Okuma metni —
>>>>
Jüpiter gezegeni dünyaya oranla büyük olması nedeniyle yeryüzünden farklı yaşam formları barındırmaktadır.

Merkür gezegeni, güneşe en yakın olup ergimiş haldedir.

Her tarafında yanardağlar bulunmaktadır.

Kızgın erimiş maden nehirleri gezegenin tüm yüzeyini kaplamaktadır.

Ateşten göller, denizler ile kaplıdır.

Bu sebeple yaşamın oluşması için elverişli değildir.

Orada yaşamın oluşması için pek çok asır geçmesi gerekmektedir.

Yüzey sıcaklığı 193 derecedir ve güneş etrafında 88 günde bir devrini tamamlamaktadır.

Bir gün gelecek bu gezegen de soğuyacaktır.

Böylelikle üzeri yaşam için uygun hale gelecektir.

Venüs gezegeni aşk yıldızı olarak bilinir.

Genç oluşumludur ve çeşitli bölgelerinde yeni yeni canlılar hayat buluyor olmalıdır.

Merkür’den daha yaşlıdır ve Dünyamızın ikinci devrindeki haline benzemektedir.

Üzerinde pek garip ve acayip mahlukat yaşıyor olmalıdır.

Bunlar son derece iri bedenlere sahip olmalıdır ve bitkiler de son derece devasa yapılıdır.

Zemini bataklık ve geniş çayırlarla kaplı bir gezegendir.

Her yerinde bu büyük canlılara ait korkunç ve gürültülü sesler yankılanıyor olmalıdır.

Dünyaya oranla pek parlaktır ve ılıman iklime sahip bölgeleri bulunmamaktadır.

Mars gezegeni Dünya’dan on dört milyon fersah uzaklıktadır.

Bizim gezegenimizden evvel oluşmuştur.

Dünyanın gelecekteki halini bugünkü Mars gezegeni yansıtmaktadır.
<<<<
Görev tanımı A —
Gezegenler hakkındaki metne göre aşağıdaki ifadelerin her birini evet veya hayır ile yanıtlayınız ve kararınızı belirleyen sözleri metinden olduğu gibi alıntılayınız: (i) Merkür, güneş etrafındaki bir devrini 88 günde tamamlar. (ii) Venüs, Merkür'den daha gençtir. (iii) Mars, Dünya'dan sonra oluşmuştur.
Görev tanımı B —
Gezegenler hakkındaki metnin "Bunlar son derece" sözlerinden "Mars gezegeni yansıtmaktadır." sözlerine kadar olan bölümünü hiçbir değişiklik yapmadan kopyalayınız.
Bu çalışmada kayıtlara başvurulması gerekmemektedir.

Sağlanan veriler —
>>>>
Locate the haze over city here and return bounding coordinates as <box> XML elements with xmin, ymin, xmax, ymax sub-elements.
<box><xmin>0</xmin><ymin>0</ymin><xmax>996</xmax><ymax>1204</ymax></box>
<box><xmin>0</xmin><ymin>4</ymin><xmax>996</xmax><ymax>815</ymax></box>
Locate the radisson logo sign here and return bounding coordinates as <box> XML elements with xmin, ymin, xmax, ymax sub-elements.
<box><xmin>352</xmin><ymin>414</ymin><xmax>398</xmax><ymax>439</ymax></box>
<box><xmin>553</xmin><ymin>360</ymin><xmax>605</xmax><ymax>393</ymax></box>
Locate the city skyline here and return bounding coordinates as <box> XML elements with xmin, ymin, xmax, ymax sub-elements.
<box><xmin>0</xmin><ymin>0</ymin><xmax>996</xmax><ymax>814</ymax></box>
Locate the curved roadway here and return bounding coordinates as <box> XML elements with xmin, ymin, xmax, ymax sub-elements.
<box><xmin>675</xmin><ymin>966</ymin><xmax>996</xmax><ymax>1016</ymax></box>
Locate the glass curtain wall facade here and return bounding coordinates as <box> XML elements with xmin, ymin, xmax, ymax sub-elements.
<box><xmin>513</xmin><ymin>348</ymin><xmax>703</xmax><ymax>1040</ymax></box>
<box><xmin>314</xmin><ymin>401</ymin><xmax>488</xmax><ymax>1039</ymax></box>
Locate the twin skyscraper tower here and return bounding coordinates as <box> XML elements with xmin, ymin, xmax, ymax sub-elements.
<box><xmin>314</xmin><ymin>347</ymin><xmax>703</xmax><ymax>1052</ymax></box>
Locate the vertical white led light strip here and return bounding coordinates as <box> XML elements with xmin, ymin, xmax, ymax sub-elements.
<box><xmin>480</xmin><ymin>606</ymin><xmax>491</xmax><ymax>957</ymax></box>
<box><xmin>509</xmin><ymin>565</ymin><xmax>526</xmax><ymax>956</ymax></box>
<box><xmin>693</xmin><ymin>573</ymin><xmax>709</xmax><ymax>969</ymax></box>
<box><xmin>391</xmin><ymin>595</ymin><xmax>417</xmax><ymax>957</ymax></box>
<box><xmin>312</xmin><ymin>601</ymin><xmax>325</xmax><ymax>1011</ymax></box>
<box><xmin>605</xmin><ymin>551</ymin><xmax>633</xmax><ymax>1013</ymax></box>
<<<<
Eksiksiz çıktı A —
(i) Evet: "güneş etrafında 88 günde bir devrini tamamlamaktadır"
(ii) Hayır: "Merkür’den daha yaşlıdır"
(iii) Hayır: "Bizim gezegenimizden evvel oluşmuştur."

Eksiksiz çıktı B —
Bunlar son derece iri bedenlere sahip olmalıdır ve bitkiler de son derece devasa yapılıdır.

Zemini bataklık ve geniş çayırlarla kaplı bir gezegendir.

Her yerinde bu büyük canlılara ait korkunç ve gürültülü sesler yankılanıyor olmalıdır.

Dünyaya oranla pek parlaktır ve ılıman iklime sahip bölgeleri bulunmamaktadır.

Mars gezegeni Dünya’dan on dört milyon fersah uzaklıktadır.

Bizim gezegenimizden evvel oluşmuştur.

Dünyanın gelecekteki halini bugünkü Mars gezegeni yansıtmaktadır.